(Material supplied):
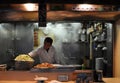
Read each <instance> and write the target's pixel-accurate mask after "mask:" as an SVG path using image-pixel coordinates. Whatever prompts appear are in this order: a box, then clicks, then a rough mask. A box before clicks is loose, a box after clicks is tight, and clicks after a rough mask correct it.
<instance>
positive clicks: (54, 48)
mask: <svg viewBox="0 0 120 83" xmlns="http://www.w3.org/2000/svg"><path fill="white" fill-rule="evenodd" d="M29 55H30V56H31V57H34V56H39V59H40V63H44V62H48V63H57V60H56V52H55V48H54V47H53V46H51V47H50V48H49V50H48V52H47V51H46V50H45V49H44V48H43V47H39V48H37V49H36V50H33V51H32V52H30V53H29Z"/></svg>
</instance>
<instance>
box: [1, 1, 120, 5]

(Problem to solve): Please repeat all of the data exactly as it stands, leaving the pictures out.

(Written response):
Read each <instance> and write the target's pixel-accurate mask after "mask:" as an SVG path using image-pixel coordinates. Whatever prompts appear are in this order: a box, then clicks, then a rough mask. A box before clicks is loose, a box after clicks is tight, and clicks after a rough mask correct it.
<instance>
positive clicks: (54, 48)
mask: <svg viewBox="0 0 120 83" xmlns="http://www.w3.org/2000/svg"><path fill="white" fill-rule="evenodd" d="M29 55H30V56H31V57H34V56H39V59H40V63H44V62H48V63H57V60H56V52H55V48H54V47H53V46H51V47H50V48H49V50H48V52H47V51H46V50H45V49H44V48H43V47H39V48H37V49H36V50H33V51H32V52H30V53H29Z"/></svg>
</instance>
<instance>
box: [1, 1, 120, 5]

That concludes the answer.